But truth is not based on our own ability or inability to live it out; we are sinners, and all our good deeds are tainted by that sinfulness.
And we can agree that too often Christians have given the impression that they can only speak of sexuality in terms of what they are against, rather than in terms of what they are for.
That’s where Protestants can learn from Catholic teaching on this subject, especially as the beauty, truth, and goodness of human sexuality have been unfolded by Karol Wojtyla, the late Pope John Paul II. Yes, many Catholics have been a poor example in practice, as the sexual abuse crisis shows–but that is rooted in the failure of some to follow Biblical teaching, and the attempts of some to relativize it. What Wojtyla did was to mine the depths of Biblical teaching on human sexuality and present it in a systematic way that has been appealing to countless young adults.
Tom Beaudoin, in his book, Virtual Faith: The Irreverant Spiritual Quest of Generation X, said that the main question of young adults today is relationships, “Will you be there for me?” Or, we might ask it another way—Will you love me?
What is love?
In his 1967 encyclical, Humanae Vitae, Pope Paul VI defined it this way:
“…Love is … fully human, … of the senses and of the spirit at the same time. It is not … a simple transport of instinct and sentiment, but also, and principally, an act of the free will, intended to endure and to grow by means of the joys and sorrows of daily life, in such a way that husband and wife become one only heart and one only soul, and together attain their human perfection. … This love is total … it is a very special form of personal friendship, in which husband and wife generously share everything, without undue reservations or selfish calculations. Whoever truly loves his marriage partner loves not only for what he receives, but for the partner’s self, rejoicing that he can enrich his partner with the gift of himself. … This love is faithful and exclusive until death.”

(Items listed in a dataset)
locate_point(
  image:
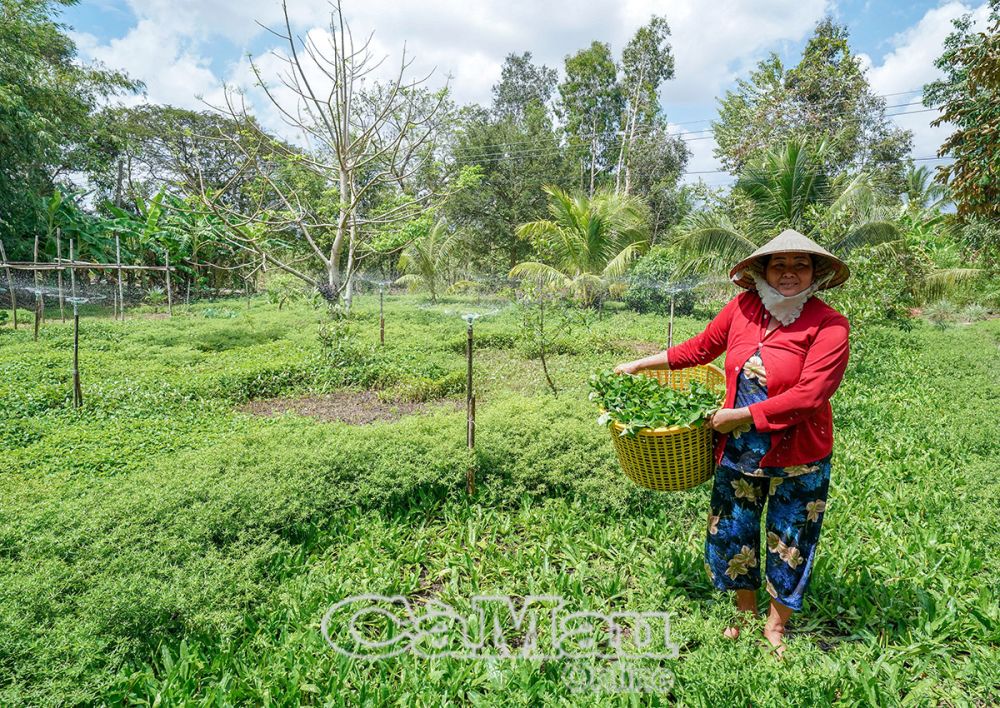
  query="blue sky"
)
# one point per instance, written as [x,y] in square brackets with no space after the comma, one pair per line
[186,49]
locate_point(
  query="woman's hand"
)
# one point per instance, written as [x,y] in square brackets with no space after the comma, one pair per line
[629,367]
[726,420]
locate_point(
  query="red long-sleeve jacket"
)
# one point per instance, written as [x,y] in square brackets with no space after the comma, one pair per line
[805,363]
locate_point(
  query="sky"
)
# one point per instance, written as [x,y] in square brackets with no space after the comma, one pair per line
[186,50]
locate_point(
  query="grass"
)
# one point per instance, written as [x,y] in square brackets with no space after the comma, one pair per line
[158,546]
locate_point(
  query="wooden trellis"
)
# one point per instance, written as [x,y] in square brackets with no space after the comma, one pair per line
[61,264]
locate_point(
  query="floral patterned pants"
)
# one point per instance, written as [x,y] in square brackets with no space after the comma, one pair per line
[795,507]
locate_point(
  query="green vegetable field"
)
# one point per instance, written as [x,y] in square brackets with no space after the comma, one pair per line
[168,544]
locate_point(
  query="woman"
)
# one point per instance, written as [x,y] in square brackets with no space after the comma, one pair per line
[786,353]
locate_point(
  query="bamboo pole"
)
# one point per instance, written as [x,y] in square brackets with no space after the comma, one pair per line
[170,299]
[470,421]
[10,285]
[470,473]
[38,293]
[62,301]
[670,325]
[120,309]
[77,390]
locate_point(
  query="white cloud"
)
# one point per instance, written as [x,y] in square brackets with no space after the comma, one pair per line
[910,65]
[173,71]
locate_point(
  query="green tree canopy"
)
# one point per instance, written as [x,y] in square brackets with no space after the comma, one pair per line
[589,241]
[592,105]
[825,97]
[47,99]
[969,94]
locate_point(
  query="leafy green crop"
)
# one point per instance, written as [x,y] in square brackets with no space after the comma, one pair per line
[642,402]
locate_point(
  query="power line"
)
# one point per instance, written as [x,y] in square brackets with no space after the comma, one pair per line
[706,120]
[541,151]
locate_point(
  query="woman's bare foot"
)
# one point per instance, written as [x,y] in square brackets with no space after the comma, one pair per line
[774,628]
[775,635]
[746,601]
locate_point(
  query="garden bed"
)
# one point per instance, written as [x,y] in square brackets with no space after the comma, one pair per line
[351,407]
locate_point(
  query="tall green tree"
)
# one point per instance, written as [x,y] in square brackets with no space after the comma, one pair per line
[825,97]
[522,85]
[969,95]
[788,187]
[47,100]
[647,61]
[592,106]
[515,148]
[425,260]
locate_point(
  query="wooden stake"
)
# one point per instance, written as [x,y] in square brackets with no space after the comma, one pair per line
[670,325]
[38,293]
[62,302]
[121,287]
[77,390]
[470,420]
[470,473]
[10,285]
[170,298]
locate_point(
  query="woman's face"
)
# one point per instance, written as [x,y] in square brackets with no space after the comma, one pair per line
[789,273]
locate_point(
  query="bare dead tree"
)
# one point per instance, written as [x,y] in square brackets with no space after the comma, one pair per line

TASK:
Answer these questions using the passage on Christian teaching about sexuality.
(a) Who is named as having unfolded the beauty, truth, and goodness of human sexuality?
(b) According to Tom Beaudoin, what is the main question of young adults today?
(c) Who issued the encyclical Humanae Vitae, and in what year?

EXERCISE SOLUTION:
(a) Karol Wojtyla, the late Pope John Paul II.
(b) Relationships: "Will you be there for me?"
(c) Pope Paul VI, in 1967.